--- Begin MATERIAL FOR THE TASK ---
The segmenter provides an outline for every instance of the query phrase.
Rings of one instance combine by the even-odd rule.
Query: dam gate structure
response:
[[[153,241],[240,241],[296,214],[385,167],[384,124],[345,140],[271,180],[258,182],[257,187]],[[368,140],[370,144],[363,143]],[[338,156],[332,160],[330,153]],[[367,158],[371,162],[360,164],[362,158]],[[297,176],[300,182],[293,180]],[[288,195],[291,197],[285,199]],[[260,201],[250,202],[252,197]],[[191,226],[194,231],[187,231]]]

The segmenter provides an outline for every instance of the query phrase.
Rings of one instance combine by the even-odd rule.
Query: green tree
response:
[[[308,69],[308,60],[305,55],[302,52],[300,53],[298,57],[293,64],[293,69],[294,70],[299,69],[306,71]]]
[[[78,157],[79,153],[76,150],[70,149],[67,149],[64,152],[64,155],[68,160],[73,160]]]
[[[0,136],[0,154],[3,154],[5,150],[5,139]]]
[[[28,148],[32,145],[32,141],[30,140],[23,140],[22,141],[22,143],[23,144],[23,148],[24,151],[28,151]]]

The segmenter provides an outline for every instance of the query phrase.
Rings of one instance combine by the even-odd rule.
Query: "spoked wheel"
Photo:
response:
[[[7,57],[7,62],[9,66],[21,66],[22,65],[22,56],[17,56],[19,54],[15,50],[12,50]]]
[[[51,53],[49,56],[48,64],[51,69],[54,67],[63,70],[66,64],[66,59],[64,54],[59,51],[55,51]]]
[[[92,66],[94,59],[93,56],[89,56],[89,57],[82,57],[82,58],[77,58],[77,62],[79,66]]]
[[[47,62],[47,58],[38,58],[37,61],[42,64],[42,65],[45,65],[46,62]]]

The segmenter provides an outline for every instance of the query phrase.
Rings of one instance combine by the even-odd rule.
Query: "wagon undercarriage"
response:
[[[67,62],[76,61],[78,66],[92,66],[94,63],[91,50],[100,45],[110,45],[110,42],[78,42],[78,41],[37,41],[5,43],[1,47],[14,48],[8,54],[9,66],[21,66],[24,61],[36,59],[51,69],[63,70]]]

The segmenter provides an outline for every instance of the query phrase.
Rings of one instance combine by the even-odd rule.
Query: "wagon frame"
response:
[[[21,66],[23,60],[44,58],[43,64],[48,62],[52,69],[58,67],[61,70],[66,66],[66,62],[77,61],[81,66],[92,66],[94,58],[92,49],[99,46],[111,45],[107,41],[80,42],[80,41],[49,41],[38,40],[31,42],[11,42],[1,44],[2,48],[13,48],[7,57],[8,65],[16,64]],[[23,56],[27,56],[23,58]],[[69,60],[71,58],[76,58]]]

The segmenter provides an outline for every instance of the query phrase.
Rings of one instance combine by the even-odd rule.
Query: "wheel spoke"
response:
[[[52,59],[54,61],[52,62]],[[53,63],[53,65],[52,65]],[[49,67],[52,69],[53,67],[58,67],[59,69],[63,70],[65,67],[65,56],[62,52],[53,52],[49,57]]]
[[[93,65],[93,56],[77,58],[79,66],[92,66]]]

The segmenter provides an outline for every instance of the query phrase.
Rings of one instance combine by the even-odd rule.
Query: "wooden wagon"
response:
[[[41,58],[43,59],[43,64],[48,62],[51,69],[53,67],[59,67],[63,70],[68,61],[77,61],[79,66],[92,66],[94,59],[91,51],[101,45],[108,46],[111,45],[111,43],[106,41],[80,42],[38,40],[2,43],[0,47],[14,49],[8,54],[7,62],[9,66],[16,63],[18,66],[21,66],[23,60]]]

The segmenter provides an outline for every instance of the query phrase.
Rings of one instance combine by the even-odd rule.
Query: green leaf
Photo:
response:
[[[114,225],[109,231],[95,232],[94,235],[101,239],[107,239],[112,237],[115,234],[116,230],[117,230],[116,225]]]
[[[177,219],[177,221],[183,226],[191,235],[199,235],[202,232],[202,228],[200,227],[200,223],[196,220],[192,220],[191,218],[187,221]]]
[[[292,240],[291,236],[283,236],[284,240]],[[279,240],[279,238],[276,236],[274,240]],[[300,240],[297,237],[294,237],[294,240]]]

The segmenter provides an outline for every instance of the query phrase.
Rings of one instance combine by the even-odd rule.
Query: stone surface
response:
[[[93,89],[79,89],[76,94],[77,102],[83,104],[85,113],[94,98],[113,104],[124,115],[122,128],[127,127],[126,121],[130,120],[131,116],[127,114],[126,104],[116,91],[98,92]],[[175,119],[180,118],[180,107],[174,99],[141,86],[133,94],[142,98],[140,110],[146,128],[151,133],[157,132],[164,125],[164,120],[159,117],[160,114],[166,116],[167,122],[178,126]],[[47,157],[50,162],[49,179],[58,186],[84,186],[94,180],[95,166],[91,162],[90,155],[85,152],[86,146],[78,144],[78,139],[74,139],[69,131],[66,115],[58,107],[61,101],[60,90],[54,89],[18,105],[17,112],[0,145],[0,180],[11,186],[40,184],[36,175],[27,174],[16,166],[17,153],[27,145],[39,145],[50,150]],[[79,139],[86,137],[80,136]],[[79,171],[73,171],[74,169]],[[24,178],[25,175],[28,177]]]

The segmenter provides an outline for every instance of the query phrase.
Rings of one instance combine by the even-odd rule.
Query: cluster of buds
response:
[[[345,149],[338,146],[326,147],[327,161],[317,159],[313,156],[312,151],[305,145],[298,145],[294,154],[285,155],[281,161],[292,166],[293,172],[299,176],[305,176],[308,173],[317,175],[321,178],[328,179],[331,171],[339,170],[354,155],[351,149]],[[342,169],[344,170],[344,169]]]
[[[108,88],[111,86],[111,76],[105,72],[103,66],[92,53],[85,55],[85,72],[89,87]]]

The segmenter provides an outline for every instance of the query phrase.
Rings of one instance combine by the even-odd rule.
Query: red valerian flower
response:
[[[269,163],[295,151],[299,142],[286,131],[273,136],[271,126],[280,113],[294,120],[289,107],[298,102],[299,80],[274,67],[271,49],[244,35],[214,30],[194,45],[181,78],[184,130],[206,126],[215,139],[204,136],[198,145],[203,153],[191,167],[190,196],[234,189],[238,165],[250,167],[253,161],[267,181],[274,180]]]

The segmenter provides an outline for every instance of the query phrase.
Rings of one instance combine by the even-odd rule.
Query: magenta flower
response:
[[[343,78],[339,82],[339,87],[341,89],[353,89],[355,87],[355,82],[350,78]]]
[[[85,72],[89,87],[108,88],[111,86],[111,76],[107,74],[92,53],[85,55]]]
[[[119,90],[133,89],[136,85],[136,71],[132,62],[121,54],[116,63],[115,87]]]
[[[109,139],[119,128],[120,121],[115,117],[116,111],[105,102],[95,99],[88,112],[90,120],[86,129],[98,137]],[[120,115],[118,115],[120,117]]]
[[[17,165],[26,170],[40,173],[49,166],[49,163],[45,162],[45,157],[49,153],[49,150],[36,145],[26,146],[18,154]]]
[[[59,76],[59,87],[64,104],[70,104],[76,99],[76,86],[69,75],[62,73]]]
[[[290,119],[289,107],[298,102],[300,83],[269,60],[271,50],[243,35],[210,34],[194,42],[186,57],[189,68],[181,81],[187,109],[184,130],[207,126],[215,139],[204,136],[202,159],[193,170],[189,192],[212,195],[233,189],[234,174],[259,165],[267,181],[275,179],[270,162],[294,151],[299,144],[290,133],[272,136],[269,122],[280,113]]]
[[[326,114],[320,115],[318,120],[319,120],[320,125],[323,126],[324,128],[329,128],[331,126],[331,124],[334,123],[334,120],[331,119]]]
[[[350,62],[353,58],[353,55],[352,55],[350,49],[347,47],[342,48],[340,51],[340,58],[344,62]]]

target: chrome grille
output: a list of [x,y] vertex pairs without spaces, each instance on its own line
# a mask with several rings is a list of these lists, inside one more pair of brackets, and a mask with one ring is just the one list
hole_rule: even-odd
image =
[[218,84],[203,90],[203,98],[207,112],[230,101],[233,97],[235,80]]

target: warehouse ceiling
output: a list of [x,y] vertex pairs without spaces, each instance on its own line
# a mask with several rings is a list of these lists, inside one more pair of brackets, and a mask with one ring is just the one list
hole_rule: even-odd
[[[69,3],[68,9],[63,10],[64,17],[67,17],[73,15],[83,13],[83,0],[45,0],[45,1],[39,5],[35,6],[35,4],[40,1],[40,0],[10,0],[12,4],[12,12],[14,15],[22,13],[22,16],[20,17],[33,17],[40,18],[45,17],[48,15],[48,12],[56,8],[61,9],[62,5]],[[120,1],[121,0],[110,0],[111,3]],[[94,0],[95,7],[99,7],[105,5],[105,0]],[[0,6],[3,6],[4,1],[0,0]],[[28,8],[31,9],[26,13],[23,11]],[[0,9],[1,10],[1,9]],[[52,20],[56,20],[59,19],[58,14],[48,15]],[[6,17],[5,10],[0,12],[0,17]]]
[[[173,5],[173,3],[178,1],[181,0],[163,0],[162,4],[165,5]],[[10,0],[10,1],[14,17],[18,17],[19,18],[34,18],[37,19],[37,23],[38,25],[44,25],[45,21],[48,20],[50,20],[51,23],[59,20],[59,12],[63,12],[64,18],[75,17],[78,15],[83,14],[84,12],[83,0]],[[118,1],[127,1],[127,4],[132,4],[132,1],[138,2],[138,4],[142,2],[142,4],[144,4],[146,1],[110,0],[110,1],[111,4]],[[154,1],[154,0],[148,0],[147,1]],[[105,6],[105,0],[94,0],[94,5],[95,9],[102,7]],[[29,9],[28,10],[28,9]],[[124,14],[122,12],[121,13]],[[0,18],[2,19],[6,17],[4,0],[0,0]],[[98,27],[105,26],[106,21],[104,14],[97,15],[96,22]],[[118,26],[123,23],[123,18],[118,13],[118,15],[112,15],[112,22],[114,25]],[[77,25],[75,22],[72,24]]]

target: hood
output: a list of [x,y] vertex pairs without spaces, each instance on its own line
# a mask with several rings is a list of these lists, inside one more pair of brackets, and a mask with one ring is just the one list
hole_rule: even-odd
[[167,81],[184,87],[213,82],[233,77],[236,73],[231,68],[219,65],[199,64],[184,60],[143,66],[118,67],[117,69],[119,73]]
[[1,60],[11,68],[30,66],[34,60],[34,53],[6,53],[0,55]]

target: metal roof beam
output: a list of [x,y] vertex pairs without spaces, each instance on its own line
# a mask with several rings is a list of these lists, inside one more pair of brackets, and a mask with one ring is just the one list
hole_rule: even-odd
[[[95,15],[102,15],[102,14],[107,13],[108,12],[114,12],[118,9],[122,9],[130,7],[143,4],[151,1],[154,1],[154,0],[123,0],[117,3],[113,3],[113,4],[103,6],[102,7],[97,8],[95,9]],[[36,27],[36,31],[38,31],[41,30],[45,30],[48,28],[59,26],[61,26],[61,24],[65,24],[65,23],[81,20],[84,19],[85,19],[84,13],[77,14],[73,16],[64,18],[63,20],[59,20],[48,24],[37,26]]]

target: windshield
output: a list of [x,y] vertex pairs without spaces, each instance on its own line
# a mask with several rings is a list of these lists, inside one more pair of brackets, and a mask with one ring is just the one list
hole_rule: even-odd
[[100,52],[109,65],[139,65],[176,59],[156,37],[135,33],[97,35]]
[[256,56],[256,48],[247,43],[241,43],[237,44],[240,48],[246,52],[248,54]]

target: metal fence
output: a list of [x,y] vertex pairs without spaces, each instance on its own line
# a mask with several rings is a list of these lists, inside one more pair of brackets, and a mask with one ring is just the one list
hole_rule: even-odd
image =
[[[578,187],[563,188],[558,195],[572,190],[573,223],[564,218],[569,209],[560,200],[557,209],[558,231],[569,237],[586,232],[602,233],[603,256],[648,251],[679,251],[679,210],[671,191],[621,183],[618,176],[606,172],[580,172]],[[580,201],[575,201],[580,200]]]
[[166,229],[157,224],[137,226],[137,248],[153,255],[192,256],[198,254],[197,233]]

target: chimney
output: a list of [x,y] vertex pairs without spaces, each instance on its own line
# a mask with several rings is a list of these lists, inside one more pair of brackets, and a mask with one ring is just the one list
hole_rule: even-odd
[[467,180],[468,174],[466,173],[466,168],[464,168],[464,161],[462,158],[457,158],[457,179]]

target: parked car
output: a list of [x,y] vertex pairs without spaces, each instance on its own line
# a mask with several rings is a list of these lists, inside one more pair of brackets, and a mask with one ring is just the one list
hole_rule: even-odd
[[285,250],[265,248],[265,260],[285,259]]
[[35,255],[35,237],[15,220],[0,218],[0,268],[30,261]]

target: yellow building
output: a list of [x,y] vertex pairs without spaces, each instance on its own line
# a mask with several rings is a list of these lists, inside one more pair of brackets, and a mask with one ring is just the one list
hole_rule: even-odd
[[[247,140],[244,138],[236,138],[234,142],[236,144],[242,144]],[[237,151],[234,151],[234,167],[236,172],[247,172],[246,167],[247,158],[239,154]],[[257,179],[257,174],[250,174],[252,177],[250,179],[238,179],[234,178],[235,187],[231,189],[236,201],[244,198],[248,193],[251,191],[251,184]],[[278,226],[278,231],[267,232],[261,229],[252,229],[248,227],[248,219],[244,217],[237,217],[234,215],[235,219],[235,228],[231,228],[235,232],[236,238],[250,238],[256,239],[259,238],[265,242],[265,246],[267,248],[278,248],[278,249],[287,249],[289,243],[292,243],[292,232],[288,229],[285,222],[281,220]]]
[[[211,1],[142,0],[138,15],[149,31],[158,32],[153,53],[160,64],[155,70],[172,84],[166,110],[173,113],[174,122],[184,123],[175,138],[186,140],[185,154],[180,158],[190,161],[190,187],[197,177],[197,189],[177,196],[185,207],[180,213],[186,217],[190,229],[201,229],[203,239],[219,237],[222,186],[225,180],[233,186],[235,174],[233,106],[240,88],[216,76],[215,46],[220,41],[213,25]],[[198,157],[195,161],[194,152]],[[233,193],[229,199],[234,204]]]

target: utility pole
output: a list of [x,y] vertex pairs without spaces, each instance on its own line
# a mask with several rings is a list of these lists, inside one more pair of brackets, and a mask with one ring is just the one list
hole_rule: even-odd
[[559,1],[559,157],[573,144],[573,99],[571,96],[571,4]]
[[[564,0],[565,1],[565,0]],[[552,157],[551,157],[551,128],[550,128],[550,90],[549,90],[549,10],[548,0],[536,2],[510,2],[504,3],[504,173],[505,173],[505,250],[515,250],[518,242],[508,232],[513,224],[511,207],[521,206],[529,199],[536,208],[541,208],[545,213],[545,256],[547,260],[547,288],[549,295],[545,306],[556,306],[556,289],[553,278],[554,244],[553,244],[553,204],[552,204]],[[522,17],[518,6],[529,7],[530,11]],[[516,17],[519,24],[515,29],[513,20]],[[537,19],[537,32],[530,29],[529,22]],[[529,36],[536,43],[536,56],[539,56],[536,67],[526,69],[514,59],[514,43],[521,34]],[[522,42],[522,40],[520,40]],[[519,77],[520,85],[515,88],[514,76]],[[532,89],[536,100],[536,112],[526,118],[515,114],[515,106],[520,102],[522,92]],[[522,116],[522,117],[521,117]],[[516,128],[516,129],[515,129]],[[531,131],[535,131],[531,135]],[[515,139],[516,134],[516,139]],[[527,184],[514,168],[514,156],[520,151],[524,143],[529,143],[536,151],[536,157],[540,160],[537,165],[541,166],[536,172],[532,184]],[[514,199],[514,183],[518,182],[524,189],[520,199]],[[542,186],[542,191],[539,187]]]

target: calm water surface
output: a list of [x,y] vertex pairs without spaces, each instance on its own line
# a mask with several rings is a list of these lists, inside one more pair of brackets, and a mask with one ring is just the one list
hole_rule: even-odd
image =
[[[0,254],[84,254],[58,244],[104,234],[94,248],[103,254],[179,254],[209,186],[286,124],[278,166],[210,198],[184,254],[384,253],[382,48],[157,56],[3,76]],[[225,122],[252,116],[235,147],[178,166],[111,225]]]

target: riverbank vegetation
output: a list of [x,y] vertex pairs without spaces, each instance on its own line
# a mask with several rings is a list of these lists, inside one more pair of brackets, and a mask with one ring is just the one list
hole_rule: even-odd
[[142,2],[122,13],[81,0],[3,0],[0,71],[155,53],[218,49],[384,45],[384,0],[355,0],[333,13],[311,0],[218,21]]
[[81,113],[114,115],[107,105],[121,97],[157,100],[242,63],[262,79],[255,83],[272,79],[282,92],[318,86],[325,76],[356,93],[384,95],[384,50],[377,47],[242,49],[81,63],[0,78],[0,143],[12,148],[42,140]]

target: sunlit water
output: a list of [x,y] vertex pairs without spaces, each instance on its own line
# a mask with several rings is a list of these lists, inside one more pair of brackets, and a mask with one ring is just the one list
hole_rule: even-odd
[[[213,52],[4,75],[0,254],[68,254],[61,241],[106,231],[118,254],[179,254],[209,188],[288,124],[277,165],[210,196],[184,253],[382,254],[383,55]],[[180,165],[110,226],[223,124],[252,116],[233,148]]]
--- End MATERIAL FOR THE TASK ---
DIRECTIONS FOR THIS TASK >>
Could you reproduce, character for character, the part that opens with the line containing "target: windshield" and closes with the line containing "[[35,255],[35,237],[15,220],[0,218],[0,268],[30,261]]", including both of those lines?

REPLY >>
target: windshield
output: a list of [x,y] vertex pairs without spaces, each instance on its own line
# a mask with several rings is a list of these lists, inside one more pair of brackets, and a mask with one ring is just the one list
hole_rule: even-odd
[[100,52],[109,65],[139,65],[176,59],[156,37],[135,33],[97,35]]
[[256,56],[256,48],[247,43],[241,43],[237,44],[240,48],[246,52],[248,54]]

target: metal fence
output: a list of [x,y] vertex pairs without spaces, each instance on its own line
# a mask with several rings is a list of these lists, inside one more pair of brackets, and a mask with one ring is just the one list
hole_rule: even-odd
image =
[[[578,187],[563,188],[558,195],[572,190],[573,223],[564,218],[569,209],[560,200],[557,209],[558,231],[569,237],[586,232],[602,233],[603,256],[648,251],[679,251],[679,210],[671,191],[621,183],[618,176],[606,172],[580,172]],[[580,201],[575,201],[580,200]]]
[[166,229],[157,224],[137,226],[137,248],[153,255],[192,256],[198,254],[197,233]]

target: chimney
output: a list of [x,y] vertex pairs without spaces, each instance on its own line
# a mask with several rings is a list of these lists, inside one more pair of brackets, and a mask with one ring is just the one list
hole_rule: even-odd
[[467,180],[468,174],[466,173],[466,168],[464,168],[464,161],[462,158],[457,158],[457,179]]

target: parked car
output: a list of [x,y] vertex pairs without spaces, each instance on its own line
# a mask with several rings is a list of these lists, inside one more pair of brackets, and a mask with one ring is just the one list
hole_rule: even-odd
[[285,250],[265,248],[265,260],[285,259]]
[[35,255],[35,237],[15,220],[0,218],[0,268],[30,261]]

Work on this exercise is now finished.